*** Opening DATASET CONTENT ***

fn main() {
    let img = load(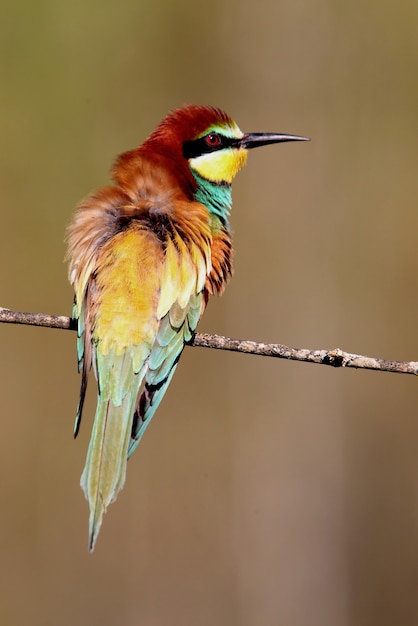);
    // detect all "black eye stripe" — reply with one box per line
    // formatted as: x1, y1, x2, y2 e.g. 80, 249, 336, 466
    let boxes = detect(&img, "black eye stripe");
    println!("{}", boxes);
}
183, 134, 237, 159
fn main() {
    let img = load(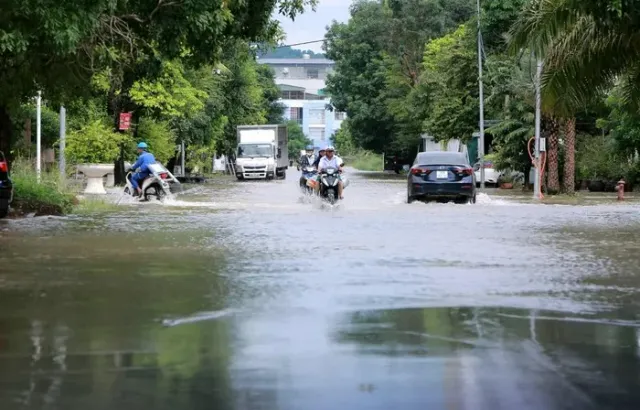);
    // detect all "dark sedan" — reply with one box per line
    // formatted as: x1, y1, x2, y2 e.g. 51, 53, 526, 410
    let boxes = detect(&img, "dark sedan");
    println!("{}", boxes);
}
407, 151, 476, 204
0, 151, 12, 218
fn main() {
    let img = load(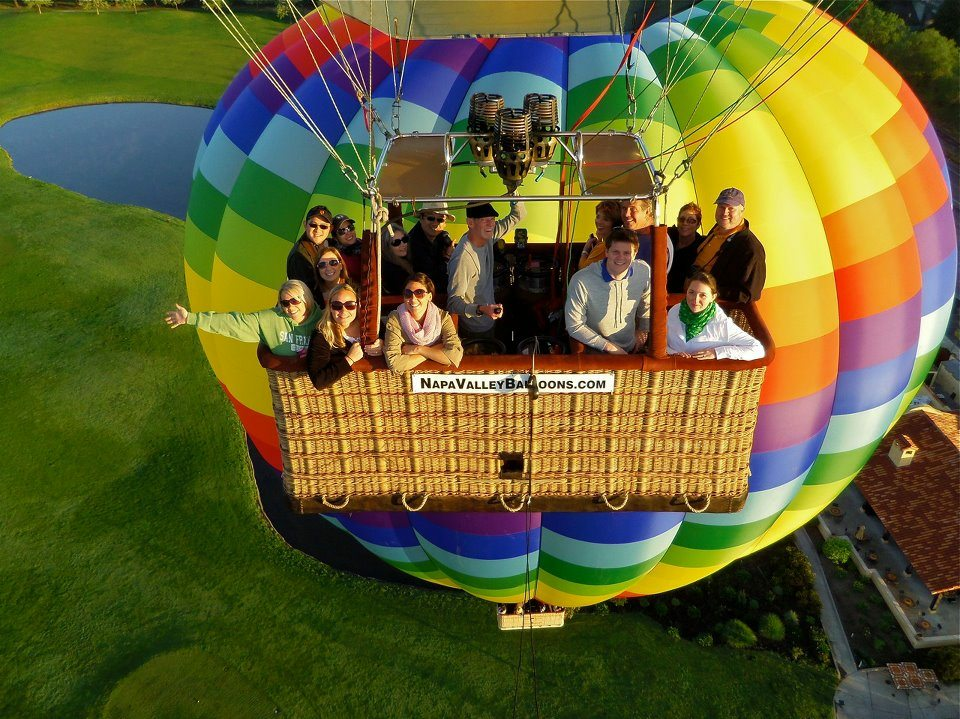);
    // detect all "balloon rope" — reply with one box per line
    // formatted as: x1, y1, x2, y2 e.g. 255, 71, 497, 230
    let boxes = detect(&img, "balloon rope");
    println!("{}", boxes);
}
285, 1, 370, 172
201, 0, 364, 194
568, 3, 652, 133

*** Closing DATASET CONTENT ***

--- WORK INSTRUCTION ---
Would you report every line of the entries above containing the word "formatted"?

--- FINISHED TASK ---
    // formatted as: x1, y1, x2, y2 e.g. 80, 249, 336, 466
    // formatted as: x1, y1, x2, y2 e.g. 51, 53, 526, 410
    // formatted as: x1, y1, x2, y2 e.g. 255, 71, 497, 230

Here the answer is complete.